▶ DOCUMENT SECTION:
--------

We begin the review with a broad, inclusive notion of health. In this sense, health is considered more than the absence of disease. Further, we recognize that over-arching determinants of preventable illness and death are often the result of poverty, unemployment, and lack of participatory development, not biological/physiological determinants (Gottschalk, 1999). Moreover, policies devoid of the values embedded in society as well as consideration of the impact of social and economic policies (McKnight, 1995) can negatively affect health status on an individual and community level.

To gain an understanding of the sociopolitical and economic realities as well as the goals of a community and society, providers of health care services must familiarize themselves with the concepts that relate to growth, development, and sustainability (Gottschalk, 1999). How these concepts are defined and operationalized are critical factors for providers attempting to meet the health needs of communities and particularly members considered vulnerable. Specifically, providers need to incorporate a broad understanding of the interconnectedness of these concepts into their daily practice.

We present a Primary Health Care (PHC) Model that can be used as a philosophy and a strategy to promote health and to prevent diseases, through comprehensive health care, that is collaboratively and cooperatively provided by community members and multiple, health relevant disciplines. Additionally, the literature is reviewed to discuss and to examine the types of health care providers, the mode of service delivery, the location of services, types of health care programs, and health concerns/issues. We also discuss measurement criteria issues, evaluation methods, and implications, challenges, and perspectives. This document will be useful as a guide for practitioners, educators, and researchers who are interested in health issues and are involved in decision-making and policy development for institutions and programs providing health care services. Many practitioners, educators, and researchers assume that their practice-base is theoretical. We hope to challenge that idea with the suggestion that the PHC perspective is a useful way to organize disparate literature, take stock, and determine a preferred future.

--------

▶ INFORMATION SUPPLIED:
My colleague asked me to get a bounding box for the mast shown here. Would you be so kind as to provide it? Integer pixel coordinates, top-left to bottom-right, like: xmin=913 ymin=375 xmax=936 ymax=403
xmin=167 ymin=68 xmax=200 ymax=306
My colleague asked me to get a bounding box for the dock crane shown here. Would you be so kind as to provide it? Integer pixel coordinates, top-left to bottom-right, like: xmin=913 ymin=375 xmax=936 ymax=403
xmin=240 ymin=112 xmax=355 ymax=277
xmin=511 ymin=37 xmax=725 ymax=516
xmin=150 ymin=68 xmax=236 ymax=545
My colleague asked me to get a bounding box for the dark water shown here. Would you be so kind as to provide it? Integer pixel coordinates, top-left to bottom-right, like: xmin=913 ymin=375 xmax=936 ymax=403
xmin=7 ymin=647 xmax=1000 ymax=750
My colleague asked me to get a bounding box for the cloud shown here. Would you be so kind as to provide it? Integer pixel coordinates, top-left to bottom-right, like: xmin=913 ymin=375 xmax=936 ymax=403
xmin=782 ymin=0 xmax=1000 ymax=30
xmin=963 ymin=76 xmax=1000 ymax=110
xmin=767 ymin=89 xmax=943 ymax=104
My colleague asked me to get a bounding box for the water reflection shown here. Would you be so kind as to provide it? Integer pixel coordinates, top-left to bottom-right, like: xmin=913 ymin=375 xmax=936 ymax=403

--------

▶ PROBLEM STATEMENT: Retype the primary health care review passage from "We begin the" up to and including "and community level.".

▶ RESULT OF THE TASK:
We begin the review with a broad, inclusive notion of health. In this sense, health is considered more than the absence of disease. Further, we recognize that over-arching determinants of preventable illness and death are often the result of poverty, unemployment, and lack of participatory development, not biological/physiological determinants (Gottschalk, 1999). Moreover, policies devoid of the values embedded in society as well as consideration of the impact of social and economic policies (McKnight, 1995) can negatively affect health status on an individual and community level.